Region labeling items

● ● ● ● ●

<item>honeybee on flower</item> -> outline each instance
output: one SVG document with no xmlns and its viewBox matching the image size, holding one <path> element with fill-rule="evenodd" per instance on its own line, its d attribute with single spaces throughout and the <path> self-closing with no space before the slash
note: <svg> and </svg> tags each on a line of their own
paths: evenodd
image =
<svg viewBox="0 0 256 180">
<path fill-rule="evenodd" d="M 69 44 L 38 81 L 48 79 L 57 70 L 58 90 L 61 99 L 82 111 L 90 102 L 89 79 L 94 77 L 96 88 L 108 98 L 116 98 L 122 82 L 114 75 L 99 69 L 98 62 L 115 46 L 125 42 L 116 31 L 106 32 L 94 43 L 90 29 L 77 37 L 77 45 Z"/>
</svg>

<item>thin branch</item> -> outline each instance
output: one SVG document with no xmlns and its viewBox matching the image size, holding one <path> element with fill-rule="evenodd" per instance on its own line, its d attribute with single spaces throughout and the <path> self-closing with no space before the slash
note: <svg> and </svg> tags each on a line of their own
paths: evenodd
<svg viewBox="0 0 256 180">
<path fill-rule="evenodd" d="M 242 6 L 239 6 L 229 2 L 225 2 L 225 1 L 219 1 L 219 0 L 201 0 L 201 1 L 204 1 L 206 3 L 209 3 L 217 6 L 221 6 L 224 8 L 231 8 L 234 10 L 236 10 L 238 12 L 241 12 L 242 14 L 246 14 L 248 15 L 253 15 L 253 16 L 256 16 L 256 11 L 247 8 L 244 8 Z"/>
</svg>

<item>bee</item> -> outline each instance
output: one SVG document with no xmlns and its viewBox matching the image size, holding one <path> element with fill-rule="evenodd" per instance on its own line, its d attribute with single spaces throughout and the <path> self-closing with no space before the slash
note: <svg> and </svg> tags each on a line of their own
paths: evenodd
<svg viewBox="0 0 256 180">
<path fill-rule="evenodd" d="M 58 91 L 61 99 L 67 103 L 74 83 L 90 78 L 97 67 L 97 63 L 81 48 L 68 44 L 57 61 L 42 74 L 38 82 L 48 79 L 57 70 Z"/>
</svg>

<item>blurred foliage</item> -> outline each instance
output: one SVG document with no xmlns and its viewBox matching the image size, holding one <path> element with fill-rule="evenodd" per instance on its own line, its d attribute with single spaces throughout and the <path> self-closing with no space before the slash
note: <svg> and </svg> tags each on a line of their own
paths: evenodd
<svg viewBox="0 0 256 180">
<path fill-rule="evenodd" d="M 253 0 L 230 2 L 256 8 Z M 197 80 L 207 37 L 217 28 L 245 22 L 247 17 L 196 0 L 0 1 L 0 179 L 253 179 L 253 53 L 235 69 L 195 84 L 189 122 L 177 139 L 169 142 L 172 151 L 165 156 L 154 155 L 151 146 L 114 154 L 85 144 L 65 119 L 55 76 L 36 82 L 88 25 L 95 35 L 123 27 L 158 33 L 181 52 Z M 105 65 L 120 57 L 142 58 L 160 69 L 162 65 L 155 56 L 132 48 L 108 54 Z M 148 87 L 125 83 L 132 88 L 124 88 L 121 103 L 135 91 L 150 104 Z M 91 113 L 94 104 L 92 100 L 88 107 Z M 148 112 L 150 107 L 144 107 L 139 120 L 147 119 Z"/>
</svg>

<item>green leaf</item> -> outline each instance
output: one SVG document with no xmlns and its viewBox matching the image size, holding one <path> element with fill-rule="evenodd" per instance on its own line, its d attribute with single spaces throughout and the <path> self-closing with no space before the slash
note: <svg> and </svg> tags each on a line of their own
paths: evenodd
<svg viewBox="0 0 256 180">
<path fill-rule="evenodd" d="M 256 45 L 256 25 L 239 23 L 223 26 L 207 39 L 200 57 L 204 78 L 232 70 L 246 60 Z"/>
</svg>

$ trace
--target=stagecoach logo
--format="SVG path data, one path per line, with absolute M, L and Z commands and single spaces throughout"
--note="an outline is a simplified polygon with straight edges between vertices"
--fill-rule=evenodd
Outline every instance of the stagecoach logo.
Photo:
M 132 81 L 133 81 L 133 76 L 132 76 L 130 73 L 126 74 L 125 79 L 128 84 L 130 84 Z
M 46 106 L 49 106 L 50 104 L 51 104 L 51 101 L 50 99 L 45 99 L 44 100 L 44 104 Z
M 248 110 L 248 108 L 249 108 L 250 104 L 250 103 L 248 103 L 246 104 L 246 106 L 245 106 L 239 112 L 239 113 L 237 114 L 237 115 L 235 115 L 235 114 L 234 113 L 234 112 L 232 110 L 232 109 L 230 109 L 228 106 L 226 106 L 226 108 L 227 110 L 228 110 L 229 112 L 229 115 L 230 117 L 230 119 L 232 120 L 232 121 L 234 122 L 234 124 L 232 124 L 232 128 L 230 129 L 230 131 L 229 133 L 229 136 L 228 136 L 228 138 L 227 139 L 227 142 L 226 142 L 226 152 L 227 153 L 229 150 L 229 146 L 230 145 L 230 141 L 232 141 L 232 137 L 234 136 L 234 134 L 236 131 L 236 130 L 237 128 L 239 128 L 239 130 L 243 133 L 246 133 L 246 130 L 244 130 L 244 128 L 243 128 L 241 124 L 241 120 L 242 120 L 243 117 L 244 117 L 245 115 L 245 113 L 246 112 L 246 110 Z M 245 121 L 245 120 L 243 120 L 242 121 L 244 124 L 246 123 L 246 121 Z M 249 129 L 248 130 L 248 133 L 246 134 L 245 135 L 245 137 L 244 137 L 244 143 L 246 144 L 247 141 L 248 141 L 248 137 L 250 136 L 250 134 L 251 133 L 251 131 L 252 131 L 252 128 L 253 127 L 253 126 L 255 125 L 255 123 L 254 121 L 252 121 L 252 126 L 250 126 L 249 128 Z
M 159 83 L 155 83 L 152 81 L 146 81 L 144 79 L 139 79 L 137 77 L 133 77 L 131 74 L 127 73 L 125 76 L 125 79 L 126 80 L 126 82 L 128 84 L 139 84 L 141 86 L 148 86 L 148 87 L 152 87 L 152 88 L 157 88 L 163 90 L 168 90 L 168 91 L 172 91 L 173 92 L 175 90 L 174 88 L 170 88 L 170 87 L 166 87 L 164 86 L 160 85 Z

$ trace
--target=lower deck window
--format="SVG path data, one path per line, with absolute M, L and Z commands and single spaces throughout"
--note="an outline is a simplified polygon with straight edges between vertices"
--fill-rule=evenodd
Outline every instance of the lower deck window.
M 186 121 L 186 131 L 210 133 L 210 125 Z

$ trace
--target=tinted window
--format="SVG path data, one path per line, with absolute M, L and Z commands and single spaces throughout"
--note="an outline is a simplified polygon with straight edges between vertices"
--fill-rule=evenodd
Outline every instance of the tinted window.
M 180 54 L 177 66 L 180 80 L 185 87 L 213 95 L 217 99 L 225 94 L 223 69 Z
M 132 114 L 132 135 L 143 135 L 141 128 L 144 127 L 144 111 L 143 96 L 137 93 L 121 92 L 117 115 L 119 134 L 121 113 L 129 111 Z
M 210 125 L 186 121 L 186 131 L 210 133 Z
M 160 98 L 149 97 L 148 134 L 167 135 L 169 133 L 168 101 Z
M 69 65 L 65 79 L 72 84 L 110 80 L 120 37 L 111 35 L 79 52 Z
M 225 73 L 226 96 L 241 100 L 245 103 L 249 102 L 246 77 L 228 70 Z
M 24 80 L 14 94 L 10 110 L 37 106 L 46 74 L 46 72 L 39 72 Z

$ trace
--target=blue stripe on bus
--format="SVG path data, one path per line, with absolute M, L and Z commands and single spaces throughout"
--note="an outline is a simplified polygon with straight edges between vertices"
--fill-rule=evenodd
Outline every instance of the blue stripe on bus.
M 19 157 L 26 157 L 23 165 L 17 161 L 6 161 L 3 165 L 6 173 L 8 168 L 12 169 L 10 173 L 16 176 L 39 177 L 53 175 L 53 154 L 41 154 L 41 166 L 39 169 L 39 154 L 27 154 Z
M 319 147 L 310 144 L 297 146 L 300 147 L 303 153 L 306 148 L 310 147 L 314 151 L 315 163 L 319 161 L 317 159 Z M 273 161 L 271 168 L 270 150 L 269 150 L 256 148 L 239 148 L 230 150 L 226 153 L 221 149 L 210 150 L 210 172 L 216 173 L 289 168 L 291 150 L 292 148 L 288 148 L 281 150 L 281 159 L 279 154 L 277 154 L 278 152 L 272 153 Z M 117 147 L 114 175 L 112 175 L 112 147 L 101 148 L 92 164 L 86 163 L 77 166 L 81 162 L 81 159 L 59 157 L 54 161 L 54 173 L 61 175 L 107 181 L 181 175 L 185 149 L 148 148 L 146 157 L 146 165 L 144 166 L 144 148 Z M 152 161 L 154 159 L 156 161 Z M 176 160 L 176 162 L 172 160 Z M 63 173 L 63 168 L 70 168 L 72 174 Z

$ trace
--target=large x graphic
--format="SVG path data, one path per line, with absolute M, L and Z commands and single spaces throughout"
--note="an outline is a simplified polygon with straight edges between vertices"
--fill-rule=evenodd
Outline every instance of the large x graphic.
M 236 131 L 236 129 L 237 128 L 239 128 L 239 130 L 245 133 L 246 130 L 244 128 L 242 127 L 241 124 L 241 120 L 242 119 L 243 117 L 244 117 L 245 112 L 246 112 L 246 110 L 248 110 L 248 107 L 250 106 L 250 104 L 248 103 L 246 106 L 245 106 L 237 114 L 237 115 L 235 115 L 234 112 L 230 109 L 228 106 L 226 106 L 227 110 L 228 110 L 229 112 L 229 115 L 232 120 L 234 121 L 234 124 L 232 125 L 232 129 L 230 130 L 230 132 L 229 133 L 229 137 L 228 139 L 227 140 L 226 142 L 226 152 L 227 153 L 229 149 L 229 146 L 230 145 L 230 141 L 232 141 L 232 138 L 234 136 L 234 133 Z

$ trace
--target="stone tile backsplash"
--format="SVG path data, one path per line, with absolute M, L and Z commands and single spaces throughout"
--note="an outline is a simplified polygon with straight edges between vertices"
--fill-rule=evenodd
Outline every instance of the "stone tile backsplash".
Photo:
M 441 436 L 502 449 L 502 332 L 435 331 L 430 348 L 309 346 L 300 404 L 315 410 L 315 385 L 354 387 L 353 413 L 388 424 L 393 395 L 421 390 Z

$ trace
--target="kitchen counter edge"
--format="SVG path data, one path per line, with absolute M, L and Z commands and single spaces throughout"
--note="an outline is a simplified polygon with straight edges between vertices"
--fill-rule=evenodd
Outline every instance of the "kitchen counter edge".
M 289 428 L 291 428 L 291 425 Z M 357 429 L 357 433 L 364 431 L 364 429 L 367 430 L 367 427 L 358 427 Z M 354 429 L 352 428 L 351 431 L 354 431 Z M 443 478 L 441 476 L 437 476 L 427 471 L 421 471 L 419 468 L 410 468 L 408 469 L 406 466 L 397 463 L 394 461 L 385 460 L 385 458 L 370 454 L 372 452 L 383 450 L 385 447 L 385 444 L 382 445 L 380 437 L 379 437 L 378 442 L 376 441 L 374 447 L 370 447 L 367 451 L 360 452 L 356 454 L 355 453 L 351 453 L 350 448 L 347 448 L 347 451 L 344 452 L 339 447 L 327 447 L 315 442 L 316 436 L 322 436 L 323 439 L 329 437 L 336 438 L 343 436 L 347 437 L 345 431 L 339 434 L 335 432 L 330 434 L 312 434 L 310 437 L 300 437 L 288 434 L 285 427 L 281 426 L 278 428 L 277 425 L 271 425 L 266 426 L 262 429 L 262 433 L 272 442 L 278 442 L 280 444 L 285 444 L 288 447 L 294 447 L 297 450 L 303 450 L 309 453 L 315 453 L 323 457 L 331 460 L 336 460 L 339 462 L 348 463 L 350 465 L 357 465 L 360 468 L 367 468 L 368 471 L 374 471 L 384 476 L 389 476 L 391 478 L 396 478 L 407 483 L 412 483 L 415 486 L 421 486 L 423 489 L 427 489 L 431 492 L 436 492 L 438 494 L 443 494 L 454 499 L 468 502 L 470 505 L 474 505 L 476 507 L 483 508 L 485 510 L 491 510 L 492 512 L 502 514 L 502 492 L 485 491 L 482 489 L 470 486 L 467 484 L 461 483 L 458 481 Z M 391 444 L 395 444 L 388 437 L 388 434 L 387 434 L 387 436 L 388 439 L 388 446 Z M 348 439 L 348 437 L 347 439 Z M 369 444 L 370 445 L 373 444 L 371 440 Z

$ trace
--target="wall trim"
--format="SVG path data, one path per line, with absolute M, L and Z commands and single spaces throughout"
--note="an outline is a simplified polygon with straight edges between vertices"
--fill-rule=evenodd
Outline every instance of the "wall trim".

● ● ● ● ●

• [TASK] Copy out every line of the records above that contains the word "stagecoach". Case counts.

• [EXERCISE ANSWER]
--target=stagecoach logo
Outline every instance of the stagecoach logo.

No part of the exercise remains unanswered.